### Your instructions
In the thread about the model kit, copy the passage from "I've doubled and" to "been a blast.".

### Text
···

Also the clear outer bussard dome has a tab that fits into the notch on part 42, remove that tab and you won't have to worry about positioning #42 perfectly


----------



## Ensign Eddie (Nov 25, 1998)

Scotty K said:


> I ordered mine just before midnight Monday morning; it's due to be here tomorrow.


Did your kit ever arrive? According to the USPS website, mine has been stuck somewhere between Philadelphia and my house since Wednesday. Beginning to get a little concerned.


----------



## enterprise_fan (May 23, 2004)

My lighting kit stopped at Atlanta Ga. two day ago to see the sights.:thumbsup:


----------



## Scotty K (Mar 21, 2011)

Ensign Eddie said:


> Did your kit ever arrive? According to the USPS website, mine has been stuck somewhere between Philadelphia and my house since Wednesday. Beginning to get a little concerned.


Yep, got here safe and sound. Came from PA to NJ, so it was a rather quick turnaround. I haven't opened the box yet to inspect the contents, but from the outside it looks A-OK.


----------



## Prowler901 (Jun 27, 2005)

ARGHHHH!!! Mine is sitting in a town 45 minutes away, and I have to wait till Monday :freak:


----------



## Hunch (Apr 6, 2003)

OK, figured out why the light strip/tape (and every other light I would imagine) only works intermittently. Turns out its not the strip/tape at all but the power connecion wires A and B that connct to the wall outlet. Even though I've been handling the wire kit like a vase from the Ming dynasty I still have to wiggle the power connection wires A and B (right at the push fit connection point) to get the lights to stay on. 
I've doubled and quadruple checked this so as not to make an ass of myself again (once today should suffice) and sure enough its got a weak connection. So far all my other lights work perfectly (knock on wood) and I only have a few more to check.
Sheesh! Its no wonder I could not get anything to work correctly, then everything was hunky-dory then nothing etc. Thought I was losing my mind (especially after all the kits I've lit in the past. Zero problems)! I've pulled the strip/tape lighting piece that connects to the upper saucer PCB in and out so many times trying to get it to work that I broke the little black piece that holds it snug. I'll be soldering it as mentioned anyway so no big deal. Not taking any chances with this bird! 
Guess I'll be contacting Round 2 for these two replacement wires and 2 more dome fans (got some crooked ones) but other than that its been a blast.
Also just got Paulbo's photo etch sheet and I have to say I am very impressed. Seems like you keep outdoing yourself Paul, I'm realy blown away. If anyone is on the fence about this purchase, rest assured, this is everything it looks to be in the pics and more! And he shipped it to me at light speed which leads me to believe he's figured out zero point energy UFO propulsion or something. Top notch all around!:thumbsup:


----------



## tardis1916 (Mar 24, 2004)

···

### Data provided
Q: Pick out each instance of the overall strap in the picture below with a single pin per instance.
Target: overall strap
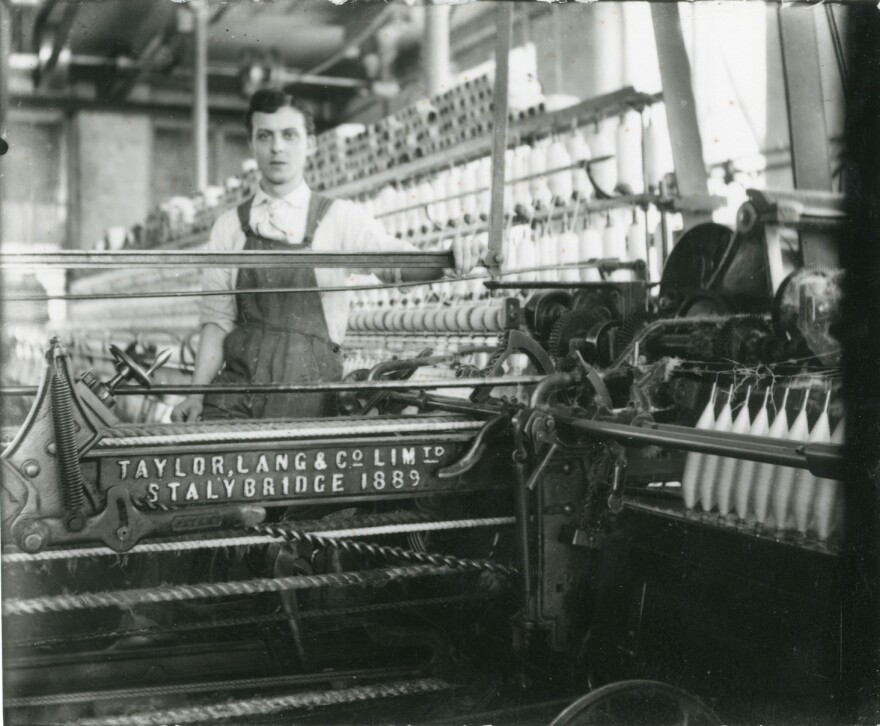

···

### Written answer
I've doubled and quadruple checked this so as not to make an ass of myself again (once today should suffice) and sure enough its got a weak connection. So far all my other lights work perfectly (knock on wood) and I only have a few more to check.
Sheesh! Its no wonder I could not get anything to work correctly, then everything was hunky-dory then nothing etc. Thought I was losing my mind (especially after all the kits I've lit in the past. Zero problems)! I've pulled the strip/tape lighting piece that connects to the upper saucer PCB in and out so many times trying to get it to work that I broke the little black piece that holds it snug. I'll be soldering it as mentioned anyway so no big deal. Not taking any chances with this bird! 
Guess I'll be contacting Round 2 for these two replacement wires and 2 more dome fans (got some crooked ones) but other than that its been a blast.